[Dataset records about object locations]

■ ■ ■ ■

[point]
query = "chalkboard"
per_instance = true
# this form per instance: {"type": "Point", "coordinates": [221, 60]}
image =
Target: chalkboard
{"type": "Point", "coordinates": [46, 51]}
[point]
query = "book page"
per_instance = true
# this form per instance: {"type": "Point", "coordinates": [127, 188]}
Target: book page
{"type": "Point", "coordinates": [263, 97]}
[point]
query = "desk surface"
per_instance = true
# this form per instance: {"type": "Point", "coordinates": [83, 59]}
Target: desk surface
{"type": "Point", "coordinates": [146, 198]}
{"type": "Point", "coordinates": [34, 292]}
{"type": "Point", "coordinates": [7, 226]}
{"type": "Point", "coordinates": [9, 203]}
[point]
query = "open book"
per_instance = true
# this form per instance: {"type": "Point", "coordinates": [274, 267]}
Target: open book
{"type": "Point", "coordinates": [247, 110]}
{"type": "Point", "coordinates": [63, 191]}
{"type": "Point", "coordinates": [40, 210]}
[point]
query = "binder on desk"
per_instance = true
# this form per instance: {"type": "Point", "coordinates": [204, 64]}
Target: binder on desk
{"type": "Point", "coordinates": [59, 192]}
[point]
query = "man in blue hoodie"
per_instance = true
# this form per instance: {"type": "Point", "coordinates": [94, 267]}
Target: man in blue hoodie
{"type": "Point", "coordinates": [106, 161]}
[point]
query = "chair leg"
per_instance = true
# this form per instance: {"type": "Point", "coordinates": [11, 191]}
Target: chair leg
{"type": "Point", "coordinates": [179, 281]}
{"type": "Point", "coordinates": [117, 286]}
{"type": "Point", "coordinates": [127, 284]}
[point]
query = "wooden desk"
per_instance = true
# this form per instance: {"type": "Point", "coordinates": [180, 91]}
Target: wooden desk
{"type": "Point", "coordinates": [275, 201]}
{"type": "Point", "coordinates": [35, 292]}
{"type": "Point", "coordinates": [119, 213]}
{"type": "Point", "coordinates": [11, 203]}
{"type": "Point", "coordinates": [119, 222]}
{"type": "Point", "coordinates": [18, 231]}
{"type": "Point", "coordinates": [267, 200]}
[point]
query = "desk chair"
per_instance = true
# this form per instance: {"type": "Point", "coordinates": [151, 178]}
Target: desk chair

■ ■ ■ ■

Copy out the material word for word and line for line.

[point]
query = "chalkboard"
per_instance = true
# this form per instance: {"type": "Point", "coordinates": [221, 60]}
image =
Target: chalkboard
{"type": "Point", "coordinates": [46, 51]}
[point]
query = "book page"
per_instance = true
# this form per instance: {"type": "Point", "coordinates": [127, 188]}
Target: book page
{"type": "Point", "coordinates": [263, 97]}
[point]
query = "desk surface"
per_instance = true
# this form per instance: {"type": "Point", "coordinates": [83, 59]}
Target: desk surface
{"type": "Point", "coordinates": [146, 198]}
{"type": "Point", "coordinates": [34, 292]}
{"type": "Point", "coordinates": [7, 226]}
{"type": "Point", "coordinates": [9, 203]}
[point]
query = "open book"
per_instance = true
# this form per instance: {"type": "Point", "coordinates": [274, 267]}
Target: open book
{"type": "Point", "coordinates": [247, 110]}
{"type": "Point", "coordinates": [63, 191]}
{"type": "Point", "coordinates": [40, 210]}
[point]
query = "binder on desk"
per_instance = true
# this form per instance: {"type": "Point", "coordinates": [204, 64]}
Target: binder on desk
{"type": "Point", "coordinates": [59, 192]}
[point]
query = "man in blue hoodie"
per_instance = true
# this form per instance: {"type": "Point", "coordinates": [94, 267]}
Target: man in blue hoodie
{"type": "Point", "coordinates": [106, 161]}
[point]
query = "chair leg"
per_instance = true
# this form per instance: {"type": "Point", "coordinates": [11, 191]}
Target: chair leg
{"type": "Point", "coordinates": [179, 281]}
{"type": "Point", "coordinates": [117, 286]}
{"type": "Point", "coordinates": [127, 284]}
[point]
query = "wooden desk"
per_instance = true
# this form per instance: {"type": "Point", "coordinates": [180, 91]}
Target: wooden desk
{"type": "Point", "coordinates": [275, 201]}
{"type": "Point", "coordinates": [35, 292]}
{"type": "Point", "coordinates": [119, 213]}
{"type": "Point", "coordinates": [11, 203]}
{"type": "Point", "coordinates": [119, 222]}
{"type": "Point", "coordinates": [18, 231]}
{"type": "Point", "coordinates": [267, 200]}
[point]
query = "desk chair"
per_instance = true
# this form per instance: {"type": "Point", "coordinates": [151, 178]}
Target: desk chair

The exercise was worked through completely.